BEGIN Material shown

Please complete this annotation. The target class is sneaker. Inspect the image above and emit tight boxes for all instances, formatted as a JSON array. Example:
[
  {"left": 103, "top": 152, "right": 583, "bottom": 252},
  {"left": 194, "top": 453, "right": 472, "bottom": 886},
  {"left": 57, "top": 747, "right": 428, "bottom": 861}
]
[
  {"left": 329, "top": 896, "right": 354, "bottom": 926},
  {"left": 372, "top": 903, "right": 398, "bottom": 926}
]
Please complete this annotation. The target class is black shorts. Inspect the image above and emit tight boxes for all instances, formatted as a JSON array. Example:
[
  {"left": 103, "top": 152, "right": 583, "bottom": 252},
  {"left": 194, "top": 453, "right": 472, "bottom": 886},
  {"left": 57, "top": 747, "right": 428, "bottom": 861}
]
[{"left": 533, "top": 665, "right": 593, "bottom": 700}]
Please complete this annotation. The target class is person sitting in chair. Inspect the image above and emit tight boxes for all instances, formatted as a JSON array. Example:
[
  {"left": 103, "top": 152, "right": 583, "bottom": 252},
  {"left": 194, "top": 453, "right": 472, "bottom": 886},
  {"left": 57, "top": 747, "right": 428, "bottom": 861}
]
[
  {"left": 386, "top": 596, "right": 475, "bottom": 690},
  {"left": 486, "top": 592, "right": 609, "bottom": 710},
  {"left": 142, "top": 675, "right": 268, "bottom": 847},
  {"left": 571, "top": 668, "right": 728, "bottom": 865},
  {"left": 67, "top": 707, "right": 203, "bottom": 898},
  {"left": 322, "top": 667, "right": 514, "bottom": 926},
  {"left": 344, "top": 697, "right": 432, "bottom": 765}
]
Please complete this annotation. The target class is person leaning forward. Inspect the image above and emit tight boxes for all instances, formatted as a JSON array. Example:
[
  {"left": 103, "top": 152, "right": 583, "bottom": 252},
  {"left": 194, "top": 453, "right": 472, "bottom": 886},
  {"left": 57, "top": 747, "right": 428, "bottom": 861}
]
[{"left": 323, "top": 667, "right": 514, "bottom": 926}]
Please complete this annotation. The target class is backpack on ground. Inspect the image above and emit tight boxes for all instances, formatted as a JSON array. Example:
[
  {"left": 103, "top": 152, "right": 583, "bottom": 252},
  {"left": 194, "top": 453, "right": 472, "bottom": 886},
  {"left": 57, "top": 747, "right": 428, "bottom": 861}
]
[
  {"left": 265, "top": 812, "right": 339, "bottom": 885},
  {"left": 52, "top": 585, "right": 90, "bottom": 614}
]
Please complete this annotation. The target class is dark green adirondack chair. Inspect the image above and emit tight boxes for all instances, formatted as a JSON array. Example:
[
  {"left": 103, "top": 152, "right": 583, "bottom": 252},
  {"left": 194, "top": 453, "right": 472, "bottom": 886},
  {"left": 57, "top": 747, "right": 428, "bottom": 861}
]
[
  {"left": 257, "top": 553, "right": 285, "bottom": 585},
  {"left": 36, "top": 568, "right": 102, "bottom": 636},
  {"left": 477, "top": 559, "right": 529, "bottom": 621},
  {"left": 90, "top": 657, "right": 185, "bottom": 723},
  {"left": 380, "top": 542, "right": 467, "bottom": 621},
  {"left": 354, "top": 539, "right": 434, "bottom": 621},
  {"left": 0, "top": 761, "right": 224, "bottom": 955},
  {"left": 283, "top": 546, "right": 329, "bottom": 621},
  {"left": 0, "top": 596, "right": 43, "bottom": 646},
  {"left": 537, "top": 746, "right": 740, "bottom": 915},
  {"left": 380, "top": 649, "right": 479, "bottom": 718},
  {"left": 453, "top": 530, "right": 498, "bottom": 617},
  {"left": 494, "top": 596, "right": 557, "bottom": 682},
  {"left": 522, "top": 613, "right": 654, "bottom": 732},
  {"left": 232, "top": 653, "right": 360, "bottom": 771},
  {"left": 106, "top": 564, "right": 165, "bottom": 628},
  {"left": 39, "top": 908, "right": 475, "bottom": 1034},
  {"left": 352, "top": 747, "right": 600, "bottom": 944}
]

END Material shown

Exercise objective
Please switch "dark green" to "navy blue" in the lines from the one containing "Please complete this annotation. The target class is dark" through the end of the material, inclusive, and return only those lines with nothing else changed.

Written solution
Please complete this annotation. The target class is navy blue adirondack chair. Inspect the image above and emit tight boxes for all instances, formatted as a JSON array. Example:
[
  {"left": 103, "top": 152, "right": 583, "bottom": 252},
  {"left": 194, "top": 453, "right": 472, "bottom": 886},
  {"left": 57, "top": 747, "right": 428, "bottom": 861}
]
[
  {"left": 257, "top": 553, "right": 285, "bottom": 585},
  {"left": 36, "top": 568, "right": 102, "bottom": 636},
  {"left": 477, "top": 559, "right": 529, "bottom": 621},
  {"left": 90, "top": 657, "right": 185, "bottom": 723},
  {"left": 380, "top": 542, "right": 467, "bottom": 621},
  {"left": 354, "top": 539, "right": 434, "bottom": 621},
  {"left": 0, "top": 761, "right": 224, "bottom": 955},
  {"left": 283, "top": 546, "right": 329, "bottom": 621},
  {"left": 0, "top": 596, "right": 43, "bottom": 646},
  {"left": 537, "top": 746, "right": 740, "bottom": 915},
  {"left": 380, "top": 649, "right": 479, "bottom": 718},
  {"left": 453, "top": 530, "right": 498, "bottom": 617},
  {"left": 494, "top": 596, "right": 557, "bottom": 682},
  {"left": 522, "top": 613, "right": 654, "bottom": 732},
  {"left": 232, "top": 653, "right": 360, "bottom": 771},
  {"left": 106, "top": 564, "right": 165, "bottom": 628},
  {"left": 39, "top": 908, "right": 475, "bottom": 1034},
  {"left": 352, "top": 747, "right": 600, "bottom": 944}
]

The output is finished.